## Documento fuente
********

No hay más que ver a los políticos, nuestros “obispos laicos”, defender sus verdades a base de trucos y más trucos, posibles gracias a la férrea censura y al control de la información, para entender nuestro penoso empobrecimiento intelectual. Es que tanto nuestros obispos laicos, como los que nos impone la Iglesia, nos toman por tontos. Y efectivamente, si nos dejamos, nos vuelven tontos. Cuando les aplico la misma vara de medir a unos y a otros, ¡los veo tan, tan, tan iguales! Unos y otros, a la sopa boba, a vivir del cuento, a gozar de su parcela de poder, sin más obligación que la fidelidad al que lo promovió y lo mantiene en el cargo. ¡Menudos obispillos, los unos y los otros! Parece que sí, que nuestros políticos han aprendido de nuestros obispos. Y el sistema, lo mismo: inflación de cargos, que es lo que mantiene el poder: el civil y el eclesiástico. Es que el poder funciona así. Salvando, claro está, las honrosísimas excepciones.

********

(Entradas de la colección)

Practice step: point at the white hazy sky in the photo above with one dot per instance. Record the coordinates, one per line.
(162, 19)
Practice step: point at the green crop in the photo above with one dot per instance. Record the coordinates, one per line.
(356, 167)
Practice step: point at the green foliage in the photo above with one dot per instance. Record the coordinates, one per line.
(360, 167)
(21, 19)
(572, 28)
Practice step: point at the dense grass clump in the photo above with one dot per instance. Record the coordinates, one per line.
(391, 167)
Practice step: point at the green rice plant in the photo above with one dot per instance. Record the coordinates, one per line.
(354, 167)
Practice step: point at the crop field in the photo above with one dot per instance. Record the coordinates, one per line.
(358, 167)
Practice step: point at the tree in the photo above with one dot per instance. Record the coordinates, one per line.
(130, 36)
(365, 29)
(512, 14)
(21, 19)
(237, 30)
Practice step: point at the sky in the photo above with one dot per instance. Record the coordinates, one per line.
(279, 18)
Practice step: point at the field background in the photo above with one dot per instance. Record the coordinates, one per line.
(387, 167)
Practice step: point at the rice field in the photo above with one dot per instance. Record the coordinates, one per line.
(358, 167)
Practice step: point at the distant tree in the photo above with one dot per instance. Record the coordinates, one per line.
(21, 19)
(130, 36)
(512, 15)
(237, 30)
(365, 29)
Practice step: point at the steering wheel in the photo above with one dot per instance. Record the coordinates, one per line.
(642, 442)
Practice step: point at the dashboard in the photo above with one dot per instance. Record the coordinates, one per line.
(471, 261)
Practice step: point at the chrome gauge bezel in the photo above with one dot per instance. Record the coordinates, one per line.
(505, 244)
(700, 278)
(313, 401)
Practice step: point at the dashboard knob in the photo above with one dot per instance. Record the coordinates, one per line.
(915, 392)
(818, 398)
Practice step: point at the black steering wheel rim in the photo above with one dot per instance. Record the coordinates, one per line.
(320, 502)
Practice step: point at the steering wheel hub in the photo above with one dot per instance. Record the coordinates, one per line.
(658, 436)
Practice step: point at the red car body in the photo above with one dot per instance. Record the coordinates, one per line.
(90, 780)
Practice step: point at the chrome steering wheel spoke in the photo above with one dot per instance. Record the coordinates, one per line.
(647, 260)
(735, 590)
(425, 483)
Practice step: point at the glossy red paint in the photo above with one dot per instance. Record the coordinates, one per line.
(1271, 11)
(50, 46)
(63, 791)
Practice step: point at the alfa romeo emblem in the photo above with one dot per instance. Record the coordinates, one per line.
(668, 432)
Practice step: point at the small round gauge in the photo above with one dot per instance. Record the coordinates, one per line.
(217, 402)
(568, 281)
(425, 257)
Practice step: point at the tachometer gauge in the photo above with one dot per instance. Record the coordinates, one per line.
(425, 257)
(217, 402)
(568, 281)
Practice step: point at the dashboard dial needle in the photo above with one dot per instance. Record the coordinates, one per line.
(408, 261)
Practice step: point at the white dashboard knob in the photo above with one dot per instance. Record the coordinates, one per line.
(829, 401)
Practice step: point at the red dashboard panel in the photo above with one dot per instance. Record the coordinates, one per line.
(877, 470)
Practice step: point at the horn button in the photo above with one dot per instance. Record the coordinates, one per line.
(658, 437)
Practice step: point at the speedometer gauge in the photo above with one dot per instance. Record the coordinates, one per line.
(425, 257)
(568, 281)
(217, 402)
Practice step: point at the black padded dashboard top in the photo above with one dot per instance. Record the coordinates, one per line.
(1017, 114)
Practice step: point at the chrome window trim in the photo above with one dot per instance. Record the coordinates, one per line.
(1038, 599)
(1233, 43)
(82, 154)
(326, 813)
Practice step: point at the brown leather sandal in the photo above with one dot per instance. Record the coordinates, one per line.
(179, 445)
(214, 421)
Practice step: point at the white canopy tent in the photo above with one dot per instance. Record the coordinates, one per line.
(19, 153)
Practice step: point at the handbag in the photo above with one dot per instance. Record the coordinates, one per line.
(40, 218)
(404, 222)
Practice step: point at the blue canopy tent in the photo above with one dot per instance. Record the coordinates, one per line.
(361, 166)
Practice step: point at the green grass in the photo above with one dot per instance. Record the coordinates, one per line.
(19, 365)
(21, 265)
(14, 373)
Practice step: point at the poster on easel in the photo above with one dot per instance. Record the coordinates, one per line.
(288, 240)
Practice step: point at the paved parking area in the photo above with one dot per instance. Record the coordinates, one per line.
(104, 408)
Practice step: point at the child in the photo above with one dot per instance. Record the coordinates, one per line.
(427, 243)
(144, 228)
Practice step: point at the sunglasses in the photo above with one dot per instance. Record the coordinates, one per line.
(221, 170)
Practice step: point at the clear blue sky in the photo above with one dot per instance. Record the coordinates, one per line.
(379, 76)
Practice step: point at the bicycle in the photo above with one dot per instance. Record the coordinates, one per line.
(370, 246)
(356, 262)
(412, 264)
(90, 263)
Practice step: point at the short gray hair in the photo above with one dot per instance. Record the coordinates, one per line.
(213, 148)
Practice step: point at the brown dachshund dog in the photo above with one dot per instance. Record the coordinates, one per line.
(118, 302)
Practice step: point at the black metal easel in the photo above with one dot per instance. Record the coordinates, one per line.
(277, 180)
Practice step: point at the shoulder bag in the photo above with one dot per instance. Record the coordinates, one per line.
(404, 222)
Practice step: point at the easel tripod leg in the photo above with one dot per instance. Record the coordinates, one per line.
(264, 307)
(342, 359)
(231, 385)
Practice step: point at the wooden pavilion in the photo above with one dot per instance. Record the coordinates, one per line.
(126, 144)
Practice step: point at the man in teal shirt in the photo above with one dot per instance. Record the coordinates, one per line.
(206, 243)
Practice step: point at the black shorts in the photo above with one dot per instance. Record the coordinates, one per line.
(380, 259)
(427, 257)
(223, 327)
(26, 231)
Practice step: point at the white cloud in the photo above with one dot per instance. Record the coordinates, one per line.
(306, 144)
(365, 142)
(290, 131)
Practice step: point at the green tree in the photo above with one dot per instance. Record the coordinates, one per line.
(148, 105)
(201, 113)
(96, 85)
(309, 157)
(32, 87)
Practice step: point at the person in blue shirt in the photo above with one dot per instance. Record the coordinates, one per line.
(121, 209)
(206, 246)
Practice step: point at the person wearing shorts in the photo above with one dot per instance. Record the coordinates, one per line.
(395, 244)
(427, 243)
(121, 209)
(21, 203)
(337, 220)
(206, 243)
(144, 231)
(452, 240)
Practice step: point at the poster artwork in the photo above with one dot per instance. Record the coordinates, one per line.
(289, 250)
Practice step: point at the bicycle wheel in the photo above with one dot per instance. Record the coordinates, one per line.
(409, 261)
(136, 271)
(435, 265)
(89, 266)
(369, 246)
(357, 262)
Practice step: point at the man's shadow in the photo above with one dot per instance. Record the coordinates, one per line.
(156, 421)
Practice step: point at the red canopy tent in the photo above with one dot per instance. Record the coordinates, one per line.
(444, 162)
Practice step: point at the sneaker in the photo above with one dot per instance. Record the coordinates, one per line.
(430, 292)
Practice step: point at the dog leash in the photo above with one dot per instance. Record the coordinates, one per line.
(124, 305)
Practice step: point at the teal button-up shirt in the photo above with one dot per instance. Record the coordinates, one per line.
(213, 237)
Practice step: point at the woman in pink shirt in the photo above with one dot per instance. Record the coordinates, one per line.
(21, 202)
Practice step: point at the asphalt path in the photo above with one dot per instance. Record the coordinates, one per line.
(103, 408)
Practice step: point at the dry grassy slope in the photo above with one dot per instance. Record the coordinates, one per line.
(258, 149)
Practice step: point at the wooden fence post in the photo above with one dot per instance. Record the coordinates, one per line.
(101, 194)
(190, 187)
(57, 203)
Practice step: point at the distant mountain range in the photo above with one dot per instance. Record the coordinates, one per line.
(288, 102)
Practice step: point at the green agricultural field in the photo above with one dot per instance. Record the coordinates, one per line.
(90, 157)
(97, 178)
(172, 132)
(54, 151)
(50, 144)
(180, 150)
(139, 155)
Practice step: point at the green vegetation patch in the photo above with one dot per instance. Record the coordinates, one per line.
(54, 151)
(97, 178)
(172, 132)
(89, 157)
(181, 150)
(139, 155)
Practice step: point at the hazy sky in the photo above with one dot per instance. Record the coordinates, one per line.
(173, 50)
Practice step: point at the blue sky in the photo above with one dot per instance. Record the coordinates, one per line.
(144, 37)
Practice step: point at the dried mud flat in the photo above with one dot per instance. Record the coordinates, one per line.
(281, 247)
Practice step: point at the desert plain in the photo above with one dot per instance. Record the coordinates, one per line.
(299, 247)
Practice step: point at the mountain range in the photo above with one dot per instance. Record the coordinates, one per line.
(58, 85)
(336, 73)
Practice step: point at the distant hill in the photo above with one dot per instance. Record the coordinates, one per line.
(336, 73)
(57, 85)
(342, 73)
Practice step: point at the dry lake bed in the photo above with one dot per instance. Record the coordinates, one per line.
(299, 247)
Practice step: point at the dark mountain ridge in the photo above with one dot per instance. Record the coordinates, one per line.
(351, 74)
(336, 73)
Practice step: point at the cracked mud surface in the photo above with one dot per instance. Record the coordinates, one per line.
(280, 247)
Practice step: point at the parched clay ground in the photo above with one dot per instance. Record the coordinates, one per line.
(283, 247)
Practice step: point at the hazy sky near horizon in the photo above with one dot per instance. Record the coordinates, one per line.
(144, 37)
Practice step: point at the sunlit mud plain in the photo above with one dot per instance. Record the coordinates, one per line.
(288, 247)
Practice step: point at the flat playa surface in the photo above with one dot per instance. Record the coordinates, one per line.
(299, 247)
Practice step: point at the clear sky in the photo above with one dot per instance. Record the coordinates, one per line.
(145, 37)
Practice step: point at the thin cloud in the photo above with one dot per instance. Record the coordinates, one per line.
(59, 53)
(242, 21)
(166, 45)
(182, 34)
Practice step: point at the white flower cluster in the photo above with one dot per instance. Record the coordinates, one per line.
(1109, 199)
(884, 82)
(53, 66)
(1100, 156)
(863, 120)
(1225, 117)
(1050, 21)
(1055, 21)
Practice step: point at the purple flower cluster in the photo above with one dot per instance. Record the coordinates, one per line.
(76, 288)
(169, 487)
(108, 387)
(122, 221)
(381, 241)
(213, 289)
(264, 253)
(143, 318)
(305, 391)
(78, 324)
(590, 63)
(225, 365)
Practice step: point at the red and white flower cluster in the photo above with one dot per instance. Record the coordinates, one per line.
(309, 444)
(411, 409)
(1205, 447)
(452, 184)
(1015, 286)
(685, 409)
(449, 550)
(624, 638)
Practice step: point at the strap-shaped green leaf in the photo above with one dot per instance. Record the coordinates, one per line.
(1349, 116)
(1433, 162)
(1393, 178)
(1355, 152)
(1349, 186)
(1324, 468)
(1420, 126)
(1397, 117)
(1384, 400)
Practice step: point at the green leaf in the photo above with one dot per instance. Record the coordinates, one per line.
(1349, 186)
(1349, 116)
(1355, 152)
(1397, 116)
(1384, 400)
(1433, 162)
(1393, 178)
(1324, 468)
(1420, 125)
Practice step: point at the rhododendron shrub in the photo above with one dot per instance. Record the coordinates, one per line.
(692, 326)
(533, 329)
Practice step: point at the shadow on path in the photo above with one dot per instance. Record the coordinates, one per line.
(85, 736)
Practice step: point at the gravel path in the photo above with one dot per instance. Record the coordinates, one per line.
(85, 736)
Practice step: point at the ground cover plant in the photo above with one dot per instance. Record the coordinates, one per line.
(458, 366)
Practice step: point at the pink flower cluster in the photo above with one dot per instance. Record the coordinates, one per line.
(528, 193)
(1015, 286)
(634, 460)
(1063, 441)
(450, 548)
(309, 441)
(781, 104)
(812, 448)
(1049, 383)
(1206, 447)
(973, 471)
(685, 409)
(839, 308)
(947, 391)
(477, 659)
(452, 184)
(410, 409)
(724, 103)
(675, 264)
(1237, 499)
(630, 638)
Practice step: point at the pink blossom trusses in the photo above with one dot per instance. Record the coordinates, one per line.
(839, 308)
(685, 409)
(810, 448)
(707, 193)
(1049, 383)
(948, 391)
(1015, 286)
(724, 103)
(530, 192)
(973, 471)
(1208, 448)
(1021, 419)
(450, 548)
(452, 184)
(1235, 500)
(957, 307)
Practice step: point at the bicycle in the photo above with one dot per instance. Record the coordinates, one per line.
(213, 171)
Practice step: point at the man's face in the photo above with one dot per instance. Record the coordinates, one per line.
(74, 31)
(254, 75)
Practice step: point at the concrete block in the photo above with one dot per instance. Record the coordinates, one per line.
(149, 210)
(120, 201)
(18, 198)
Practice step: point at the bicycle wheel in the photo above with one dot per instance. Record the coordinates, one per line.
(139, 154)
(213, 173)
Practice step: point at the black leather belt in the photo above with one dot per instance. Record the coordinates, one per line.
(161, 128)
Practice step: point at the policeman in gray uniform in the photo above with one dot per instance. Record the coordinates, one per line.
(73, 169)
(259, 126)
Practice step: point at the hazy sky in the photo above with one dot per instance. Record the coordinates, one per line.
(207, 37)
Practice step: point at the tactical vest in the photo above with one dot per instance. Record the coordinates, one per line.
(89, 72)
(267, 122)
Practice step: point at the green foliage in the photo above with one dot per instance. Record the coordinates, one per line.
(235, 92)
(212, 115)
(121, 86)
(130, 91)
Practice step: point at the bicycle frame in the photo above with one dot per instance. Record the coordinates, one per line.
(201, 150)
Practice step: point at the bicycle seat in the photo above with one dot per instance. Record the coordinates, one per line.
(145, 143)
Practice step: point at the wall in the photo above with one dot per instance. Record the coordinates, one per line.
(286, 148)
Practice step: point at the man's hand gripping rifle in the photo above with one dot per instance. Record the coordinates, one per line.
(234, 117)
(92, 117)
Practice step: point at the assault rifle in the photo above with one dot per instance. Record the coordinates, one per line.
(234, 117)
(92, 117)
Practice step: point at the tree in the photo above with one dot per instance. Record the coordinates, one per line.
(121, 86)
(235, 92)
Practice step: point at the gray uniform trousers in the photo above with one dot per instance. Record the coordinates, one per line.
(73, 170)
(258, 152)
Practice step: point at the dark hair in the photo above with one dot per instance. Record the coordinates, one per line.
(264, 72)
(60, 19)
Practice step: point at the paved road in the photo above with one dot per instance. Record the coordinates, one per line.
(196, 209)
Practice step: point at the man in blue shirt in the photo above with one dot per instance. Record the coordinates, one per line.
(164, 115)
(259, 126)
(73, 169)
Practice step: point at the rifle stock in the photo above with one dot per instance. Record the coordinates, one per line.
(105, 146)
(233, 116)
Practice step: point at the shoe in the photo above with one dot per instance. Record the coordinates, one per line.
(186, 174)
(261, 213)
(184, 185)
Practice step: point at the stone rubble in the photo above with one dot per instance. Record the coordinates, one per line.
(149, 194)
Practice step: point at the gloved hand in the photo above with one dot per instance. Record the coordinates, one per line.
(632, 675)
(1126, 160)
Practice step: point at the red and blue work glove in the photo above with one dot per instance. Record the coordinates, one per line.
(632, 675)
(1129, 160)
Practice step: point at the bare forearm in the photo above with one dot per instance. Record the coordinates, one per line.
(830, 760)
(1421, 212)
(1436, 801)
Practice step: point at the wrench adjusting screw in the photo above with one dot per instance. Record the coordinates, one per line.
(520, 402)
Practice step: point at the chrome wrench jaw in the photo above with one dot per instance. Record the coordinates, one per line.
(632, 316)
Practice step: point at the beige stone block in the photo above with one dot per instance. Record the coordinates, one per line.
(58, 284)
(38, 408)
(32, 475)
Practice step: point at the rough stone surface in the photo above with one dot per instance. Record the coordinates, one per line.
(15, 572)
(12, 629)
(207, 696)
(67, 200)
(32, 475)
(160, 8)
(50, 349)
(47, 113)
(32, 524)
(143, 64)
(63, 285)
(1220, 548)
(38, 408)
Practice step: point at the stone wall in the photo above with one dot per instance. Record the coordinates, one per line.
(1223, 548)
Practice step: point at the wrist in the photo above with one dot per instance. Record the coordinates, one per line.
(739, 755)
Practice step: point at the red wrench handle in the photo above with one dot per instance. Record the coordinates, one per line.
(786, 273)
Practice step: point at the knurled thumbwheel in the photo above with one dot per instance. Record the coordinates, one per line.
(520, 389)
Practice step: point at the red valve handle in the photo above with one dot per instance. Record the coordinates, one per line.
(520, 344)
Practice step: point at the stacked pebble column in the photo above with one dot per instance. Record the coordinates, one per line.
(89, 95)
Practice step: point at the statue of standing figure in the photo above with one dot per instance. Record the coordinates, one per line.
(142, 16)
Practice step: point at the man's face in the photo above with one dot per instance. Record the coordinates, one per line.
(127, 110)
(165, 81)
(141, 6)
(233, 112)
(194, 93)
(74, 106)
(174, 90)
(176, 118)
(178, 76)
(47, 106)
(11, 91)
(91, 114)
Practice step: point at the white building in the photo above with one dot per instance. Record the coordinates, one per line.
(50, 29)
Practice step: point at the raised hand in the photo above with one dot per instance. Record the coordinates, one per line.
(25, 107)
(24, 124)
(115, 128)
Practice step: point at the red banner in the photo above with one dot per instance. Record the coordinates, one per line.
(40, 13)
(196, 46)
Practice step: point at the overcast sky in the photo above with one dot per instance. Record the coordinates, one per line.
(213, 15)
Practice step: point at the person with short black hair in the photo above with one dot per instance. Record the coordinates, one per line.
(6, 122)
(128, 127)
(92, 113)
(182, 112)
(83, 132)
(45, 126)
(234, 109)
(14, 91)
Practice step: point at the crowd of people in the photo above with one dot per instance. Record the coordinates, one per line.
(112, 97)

********

## Tarea indicada 1
Según el texto sobre políticos y obispos, ¿qué es lo que mantiene el poder?
## Tarea indicada 2
Indica si cada afirmación concuerda con el texto sobre políticos y obispos y cita las palabras que lo deciden.
(a) Los trucos de los políticos son posibles gracias a la censura y al control de la información.
(b) Los políticos y los obispos son muy distintos entre sí.
(c) No se admite ninguna excepción.
## Tarea indicada 3
Enumera todo aquello a lo que, según la frase del texto sobre políticos y obispos que empieza por «Unos y otros», se dedican ambos grupos.

## Respuesta completa 1
La inflación de cargos, tanto en el poder civil como en el eclesiástico.

## Respuesta completa 2
(a) Sí: «posibles gracias a la férrea censura y al control de la información».
(b) No: «¡los veo tan, tan, tan iguales!».
(c) No: «Salvando, claro está, las honrosísimas excepciones».

## Respuesta completa 3
- A la sopa boba
- A vivir del cuento
- A gozar de su parcela de poder